## What this task involves
Nothing before the line containing "of the burning" belongs in the answer; quote that line and all lines after it through the end of the material, word for word.

## Exercise data
★ ★ ★ ★ ★ ★ ★
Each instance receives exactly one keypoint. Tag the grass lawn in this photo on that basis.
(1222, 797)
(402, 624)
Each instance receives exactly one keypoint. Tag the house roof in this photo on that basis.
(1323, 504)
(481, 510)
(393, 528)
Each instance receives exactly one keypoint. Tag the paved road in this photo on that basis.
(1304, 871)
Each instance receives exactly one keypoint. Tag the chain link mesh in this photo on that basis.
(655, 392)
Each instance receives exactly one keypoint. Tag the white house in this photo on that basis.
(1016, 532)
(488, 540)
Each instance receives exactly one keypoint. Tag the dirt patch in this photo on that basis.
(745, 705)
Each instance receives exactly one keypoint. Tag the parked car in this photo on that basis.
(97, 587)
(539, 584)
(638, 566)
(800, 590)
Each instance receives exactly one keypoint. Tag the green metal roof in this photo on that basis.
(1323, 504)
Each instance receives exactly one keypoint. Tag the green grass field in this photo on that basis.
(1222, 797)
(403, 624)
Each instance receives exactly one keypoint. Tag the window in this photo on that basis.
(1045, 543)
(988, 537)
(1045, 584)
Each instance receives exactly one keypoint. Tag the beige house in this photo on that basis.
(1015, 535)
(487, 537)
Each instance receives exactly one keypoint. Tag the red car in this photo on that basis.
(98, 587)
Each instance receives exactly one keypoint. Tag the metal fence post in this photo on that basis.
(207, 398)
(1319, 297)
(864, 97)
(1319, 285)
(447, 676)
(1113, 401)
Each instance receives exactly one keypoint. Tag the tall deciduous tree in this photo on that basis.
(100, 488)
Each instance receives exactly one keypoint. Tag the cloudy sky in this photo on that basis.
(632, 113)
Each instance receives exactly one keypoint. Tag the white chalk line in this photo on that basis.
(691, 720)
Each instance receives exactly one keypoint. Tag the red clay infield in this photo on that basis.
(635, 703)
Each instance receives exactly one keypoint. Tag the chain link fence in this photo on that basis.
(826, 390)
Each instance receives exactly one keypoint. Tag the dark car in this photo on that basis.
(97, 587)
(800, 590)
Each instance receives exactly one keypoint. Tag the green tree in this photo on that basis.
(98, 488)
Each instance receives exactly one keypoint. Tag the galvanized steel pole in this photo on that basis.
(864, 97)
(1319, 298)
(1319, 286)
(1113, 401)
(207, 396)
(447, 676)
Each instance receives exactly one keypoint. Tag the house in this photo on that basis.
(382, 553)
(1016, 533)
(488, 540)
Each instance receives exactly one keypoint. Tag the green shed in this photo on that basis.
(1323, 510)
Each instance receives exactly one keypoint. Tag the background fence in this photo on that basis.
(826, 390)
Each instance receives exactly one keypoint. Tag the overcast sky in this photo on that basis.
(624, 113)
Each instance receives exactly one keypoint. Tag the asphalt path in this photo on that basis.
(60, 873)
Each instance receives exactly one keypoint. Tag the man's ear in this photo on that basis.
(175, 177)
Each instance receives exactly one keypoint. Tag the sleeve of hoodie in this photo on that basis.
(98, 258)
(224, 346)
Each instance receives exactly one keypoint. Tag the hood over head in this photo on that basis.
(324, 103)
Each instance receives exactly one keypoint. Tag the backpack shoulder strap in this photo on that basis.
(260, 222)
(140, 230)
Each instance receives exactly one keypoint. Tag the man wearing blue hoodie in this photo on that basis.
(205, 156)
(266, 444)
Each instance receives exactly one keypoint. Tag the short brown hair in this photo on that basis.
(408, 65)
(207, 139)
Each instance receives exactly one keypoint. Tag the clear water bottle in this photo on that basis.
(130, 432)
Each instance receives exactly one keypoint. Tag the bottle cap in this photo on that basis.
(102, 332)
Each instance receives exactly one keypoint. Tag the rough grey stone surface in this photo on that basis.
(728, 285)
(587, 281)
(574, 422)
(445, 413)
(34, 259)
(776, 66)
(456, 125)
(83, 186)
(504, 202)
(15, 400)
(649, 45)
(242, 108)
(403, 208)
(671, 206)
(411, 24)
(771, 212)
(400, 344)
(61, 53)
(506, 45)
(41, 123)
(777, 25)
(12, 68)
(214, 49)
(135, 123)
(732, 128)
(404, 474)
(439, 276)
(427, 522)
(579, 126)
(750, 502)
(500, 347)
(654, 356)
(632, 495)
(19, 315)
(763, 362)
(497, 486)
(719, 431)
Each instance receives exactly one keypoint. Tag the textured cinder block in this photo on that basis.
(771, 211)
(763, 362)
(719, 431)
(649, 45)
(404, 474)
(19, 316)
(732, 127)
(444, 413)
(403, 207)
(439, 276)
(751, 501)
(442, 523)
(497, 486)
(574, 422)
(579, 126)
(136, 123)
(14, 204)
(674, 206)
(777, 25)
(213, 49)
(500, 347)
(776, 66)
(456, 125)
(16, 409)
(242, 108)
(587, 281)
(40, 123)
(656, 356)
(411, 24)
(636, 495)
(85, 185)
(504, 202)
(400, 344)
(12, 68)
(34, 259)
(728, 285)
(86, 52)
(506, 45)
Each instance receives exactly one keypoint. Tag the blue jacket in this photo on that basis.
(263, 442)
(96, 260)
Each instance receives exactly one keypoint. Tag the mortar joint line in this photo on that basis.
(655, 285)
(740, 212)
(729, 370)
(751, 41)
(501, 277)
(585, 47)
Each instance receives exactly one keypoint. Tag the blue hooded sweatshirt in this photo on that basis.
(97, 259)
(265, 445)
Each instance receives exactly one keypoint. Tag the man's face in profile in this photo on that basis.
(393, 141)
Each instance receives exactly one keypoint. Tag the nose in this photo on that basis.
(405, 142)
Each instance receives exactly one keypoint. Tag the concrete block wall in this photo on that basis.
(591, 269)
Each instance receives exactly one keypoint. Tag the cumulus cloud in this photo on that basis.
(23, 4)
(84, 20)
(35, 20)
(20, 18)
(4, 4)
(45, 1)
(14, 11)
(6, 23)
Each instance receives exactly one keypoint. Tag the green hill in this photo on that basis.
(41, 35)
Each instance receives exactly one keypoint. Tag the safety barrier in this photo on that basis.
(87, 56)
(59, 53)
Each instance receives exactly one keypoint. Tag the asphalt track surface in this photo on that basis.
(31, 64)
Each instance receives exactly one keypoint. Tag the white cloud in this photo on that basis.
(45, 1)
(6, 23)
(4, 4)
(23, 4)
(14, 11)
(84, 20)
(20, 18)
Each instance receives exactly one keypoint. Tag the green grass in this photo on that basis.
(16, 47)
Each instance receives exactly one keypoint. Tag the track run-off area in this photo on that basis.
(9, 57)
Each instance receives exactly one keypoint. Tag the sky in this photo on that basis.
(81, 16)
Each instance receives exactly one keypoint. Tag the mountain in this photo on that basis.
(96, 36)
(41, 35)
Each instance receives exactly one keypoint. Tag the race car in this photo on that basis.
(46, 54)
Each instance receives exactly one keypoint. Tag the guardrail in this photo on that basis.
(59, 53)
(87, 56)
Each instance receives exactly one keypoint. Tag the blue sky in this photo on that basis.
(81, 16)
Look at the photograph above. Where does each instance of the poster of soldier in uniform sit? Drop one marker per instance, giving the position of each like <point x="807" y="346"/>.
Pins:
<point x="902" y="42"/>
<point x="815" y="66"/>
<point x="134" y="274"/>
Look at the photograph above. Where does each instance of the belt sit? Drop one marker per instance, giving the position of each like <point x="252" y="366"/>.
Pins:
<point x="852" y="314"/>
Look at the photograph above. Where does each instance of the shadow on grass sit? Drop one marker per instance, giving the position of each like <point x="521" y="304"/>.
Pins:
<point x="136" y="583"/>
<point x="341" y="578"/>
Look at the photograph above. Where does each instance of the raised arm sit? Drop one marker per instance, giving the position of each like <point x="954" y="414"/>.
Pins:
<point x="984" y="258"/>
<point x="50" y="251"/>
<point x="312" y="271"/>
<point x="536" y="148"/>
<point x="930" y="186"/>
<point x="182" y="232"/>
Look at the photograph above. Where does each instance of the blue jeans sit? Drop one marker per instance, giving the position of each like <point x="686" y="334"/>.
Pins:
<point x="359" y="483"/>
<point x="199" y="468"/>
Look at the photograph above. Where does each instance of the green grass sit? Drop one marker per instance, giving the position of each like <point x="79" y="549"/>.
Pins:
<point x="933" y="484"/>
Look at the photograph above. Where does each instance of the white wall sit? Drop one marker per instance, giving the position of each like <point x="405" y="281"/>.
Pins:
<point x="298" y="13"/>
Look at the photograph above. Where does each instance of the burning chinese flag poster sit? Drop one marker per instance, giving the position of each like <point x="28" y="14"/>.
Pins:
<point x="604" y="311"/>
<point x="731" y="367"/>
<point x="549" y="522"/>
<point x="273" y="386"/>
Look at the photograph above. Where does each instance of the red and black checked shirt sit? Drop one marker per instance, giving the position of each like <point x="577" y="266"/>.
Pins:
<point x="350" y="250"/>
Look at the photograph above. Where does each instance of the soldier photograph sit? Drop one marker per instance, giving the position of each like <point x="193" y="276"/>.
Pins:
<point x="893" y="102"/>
★ ★ ★ ★ ★ ★ ★
## Answer for the task
Look at the photograph above. Where does each instance of the burning chinese flag poster sit? Drop one marker per instance, giving the position of each like <point x="28" y="14"/>.
Pins:
<point x="604" y="311"/>
<point x="731" y="367"/>
<point x="549" y="522"/>
<point x="273" y="386"/>
Look at the photograph above. Where does each instance of the red and black checked shirt sit? Drop one marker per instance, giving the position of each like <point x="577" y="266"/>.
Pins:
<point x="350" y="250"/>
Look at the photograph above. Where does each instance of the soldier photograph sit? Drop one marker per instance, giving the position of each like <point x="193" y="276"/>.
Pins:
<point x="893" y="102"/>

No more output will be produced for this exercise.